What the task asks - Print the following lines without any changes.

Source data -

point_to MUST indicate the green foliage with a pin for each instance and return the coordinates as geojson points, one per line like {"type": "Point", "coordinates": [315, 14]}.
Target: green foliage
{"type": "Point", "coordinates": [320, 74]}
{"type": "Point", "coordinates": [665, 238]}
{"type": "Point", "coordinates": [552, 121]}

Completed task -
point_to MUST indicate the green foliage with a pin for each instance and return the coordinates as geojson points, one per line like {"type": "Point", "coordinates": [315, 14]}.
Target: green foliage
{"type": "Point", "coordinates": [320, 74]}
{"type": "Point", "coordinates": [665, 238]}
{"type": "Point", "coordinates": [552, 121]}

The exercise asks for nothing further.